Activity –
Beginning with the first line of the data below, reproduce every line unchanged, ending with the line that holds "Label: rock face".

Material supplied –
========================================

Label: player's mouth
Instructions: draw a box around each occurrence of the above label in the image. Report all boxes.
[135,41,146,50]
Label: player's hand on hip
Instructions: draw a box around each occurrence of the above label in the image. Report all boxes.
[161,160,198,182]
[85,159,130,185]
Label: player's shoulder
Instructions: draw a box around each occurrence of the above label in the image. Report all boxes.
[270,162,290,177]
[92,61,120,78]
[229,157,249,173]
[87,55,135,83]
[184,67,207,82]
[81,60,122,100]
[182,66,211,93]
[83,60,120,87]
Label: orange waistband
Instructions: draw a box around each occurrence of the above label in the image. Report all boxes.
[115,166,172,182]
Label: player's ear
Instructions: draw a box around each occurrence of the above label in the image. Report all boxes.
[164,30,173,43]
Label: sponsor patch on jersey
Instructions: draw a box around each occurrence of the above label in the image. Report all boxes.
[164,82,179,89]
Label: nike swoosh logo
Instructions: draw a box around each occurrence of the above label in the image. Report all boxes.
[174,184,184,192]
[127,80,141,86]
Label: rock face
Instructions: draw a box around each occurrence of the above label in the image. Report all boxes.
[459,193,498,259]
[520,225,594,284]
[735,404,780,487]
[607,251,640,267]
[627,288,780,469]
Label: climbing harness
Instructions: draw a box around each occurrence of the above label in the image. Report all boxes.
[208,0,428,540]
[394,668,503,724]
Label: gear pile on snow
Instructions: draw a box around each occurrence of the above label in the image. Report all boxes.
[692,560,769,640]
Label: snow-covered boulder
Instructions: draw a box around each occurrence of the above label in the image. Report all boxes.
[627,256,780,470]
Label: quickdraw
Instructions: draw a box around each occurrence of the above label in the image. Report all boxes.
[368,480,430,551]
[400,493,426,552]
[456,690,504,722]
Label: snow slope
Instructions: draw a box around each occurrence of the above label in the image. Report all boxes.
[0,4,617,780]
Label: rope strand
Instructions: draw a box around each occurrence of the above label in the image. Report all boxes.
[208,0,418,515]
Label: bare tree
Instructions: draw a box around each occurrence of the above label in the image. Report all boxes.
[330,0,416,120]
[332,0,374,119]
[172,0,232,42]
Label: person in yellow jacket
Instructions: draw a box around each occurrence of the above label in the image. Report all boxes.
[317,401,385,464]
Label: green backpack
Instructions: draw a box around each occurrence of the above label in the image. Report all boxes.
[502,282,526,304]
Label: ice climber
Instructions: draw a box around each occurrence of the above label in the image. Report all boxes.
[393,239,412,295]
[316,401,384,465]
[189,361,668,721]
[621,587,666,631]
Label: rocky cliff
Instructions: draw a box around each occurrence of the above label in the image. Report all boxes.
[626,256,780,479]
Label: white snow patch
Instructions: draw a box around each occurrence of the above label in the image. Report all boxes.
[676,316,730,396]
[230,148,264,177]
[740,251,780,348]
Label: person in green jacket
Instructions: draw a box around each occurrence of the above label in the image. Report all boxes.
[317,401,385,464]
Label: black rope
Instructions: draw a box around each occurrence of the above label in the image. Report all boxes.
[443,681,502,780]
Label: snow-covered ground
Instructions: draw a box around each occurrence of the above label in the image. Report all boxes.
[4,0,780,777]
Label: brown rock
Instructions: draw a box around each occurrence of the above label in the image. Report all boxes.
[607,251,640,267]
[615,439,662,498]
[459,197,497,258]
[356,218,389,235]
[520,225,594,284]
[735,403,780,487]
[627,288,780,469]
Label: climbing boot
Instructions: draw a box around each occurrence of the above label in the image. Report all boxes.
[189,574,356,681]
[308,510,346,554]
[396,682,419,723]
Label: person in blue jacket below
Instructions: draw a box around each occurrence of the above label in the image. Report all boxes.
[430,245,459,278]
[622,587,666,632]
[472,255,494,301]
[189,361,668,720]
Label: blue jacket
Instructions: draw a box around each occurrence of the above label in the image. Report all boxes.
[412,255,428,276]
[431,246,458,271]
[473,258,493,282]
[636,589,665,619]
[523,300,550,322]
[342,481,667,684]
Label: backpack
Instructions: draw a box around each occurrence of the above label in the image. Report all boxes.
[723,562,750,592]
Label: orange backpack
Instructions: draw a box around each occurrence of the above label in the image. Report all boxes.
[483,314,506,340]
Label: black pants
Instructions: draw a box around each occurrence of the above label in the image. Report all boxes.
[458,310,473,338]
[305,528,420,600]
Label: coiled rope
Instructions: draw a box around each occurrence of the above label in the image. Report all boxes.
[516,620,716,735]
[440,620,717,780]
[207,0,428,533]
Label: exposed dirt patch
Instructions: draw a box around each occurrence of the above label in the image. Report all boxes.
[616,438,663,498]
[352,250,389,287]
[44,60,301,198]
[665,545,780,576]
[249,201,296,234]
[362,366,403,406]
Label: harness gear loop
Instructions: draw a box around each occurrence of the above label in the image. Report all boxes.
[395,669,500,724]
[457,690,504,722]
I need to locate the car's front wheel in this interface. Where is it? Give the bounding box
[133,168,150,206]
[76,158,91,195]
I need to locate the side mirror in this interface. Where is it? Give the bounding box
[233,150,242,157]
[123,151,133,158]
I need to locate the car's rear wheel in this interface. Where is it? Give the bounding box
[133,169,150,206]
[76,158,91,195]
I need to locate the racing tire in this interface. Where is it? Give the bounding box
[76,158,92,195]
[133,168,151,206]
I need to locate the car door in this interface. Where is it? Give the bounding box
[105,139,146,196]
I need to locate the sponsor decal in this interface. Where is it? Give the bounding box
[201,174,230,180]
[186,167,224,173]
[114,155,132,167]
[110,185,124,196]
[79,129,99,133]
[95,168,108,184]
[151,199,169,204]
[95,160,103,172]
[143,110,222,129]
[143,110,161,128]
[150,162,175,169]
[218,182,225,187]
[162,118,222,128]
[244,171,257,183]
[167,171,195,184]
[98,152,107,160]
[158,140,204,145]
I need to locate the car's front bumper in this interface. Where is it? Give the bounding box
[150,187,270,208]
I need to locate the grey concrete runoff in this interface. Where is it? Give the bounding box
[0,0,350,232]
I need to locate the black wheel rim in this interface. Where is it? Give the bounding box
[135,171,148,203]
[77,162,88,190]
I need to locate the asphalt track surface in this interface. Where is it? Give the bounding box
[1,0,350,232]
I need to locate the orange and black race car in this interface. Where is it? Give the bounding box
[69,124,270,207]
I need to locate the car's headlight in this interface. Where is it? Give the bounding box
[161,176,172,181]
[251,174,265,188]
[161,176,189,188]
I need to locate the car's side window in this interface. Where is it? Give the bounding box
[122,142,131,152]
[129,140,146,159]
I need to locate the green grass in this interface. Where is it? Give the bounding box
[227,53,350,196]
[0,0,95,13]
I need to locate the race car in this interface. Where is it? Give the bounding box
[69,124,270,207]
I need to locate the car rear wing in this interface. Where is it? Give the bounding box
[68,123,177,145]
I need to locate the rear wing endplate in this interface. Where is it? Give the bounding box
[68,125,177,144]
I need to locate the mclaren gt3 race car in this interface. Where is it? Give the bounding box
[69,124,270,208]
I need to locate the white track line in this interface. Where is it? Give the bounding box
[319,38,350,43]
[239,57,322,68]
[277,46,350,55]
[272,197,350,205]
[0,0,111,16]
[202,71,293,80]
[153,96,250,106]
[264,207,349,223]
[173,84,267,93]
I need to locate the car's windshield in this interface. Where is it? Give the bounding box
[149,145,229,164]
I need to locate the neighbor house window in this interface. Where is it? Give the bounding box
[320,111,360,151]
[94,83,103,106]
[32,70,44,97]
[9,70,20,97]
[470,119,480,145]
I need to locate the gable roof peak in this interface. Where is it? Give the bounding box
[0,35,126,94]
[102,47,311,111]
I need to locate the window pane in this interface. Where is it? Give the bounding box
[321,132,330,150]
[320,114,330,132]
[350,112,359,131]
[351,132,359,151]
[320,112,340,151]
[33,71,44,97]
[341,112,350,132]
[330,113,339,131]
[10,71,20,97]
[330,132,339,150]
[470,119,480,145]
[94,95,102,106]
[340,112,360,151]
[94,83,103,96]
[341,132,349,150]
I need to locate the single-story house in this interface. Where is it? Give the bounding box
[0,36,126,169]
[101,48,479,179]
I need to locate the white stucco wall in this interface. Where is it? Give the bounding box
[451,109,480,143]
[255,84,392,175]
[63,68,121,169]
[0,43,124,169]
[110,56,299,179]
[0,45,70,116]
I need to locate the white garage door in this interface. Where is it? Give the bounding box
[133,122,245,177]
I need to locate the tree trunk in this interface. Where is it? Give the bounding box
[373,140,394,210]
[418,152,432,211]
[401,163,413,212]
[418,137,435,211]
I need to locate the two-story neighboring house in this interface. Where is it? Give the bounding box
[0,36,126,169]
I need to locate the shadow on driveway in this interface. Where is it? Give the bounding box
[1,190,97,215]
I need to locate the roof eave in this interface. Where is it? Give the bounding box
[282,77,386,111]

========================================

Finished task –
Label: player's mouth
Instructions: draw a box around each occurrence of the above label in the image. Report all boxes.
[135,41,146,50]
Label: player's hand on hip
Instructions: draw a box around each occurrence of the above label in the image. Report all boxes.
[161,160,198,182]
[85,159,130,185]
Label: player's shoulder
Instructions: draw a box around each occurrence of the above label in the image. Report all boxes.
[270,162,290,177]
[92,61,120,78]
[229,157,249,173]
[87,55,135,83]
[184,67,207,82]
[81,60,122,100]
[182,66,211,93]
[83,60,120,87]
Label: orange waistband
Instructions: draw a box around each occurrence of the above label in the image. Report all boxes.
[115,166,172,182]
Label: player's ear
Instructions: draw a box around each occurrence of the above label in the image. Report all boxes.
[164,30,173,43]
Label: sponsor patch on jersey
Instructions: draw a box around each occurrence of the above label in the image. Report all boxes.
[164,82,179,89]
Label: nike swoosh logo
Instructions: draw a box around each occurrence of the above label in the image. Report all boxes.
[174,184,184,192]
[127,80,141,86]
Label: rock face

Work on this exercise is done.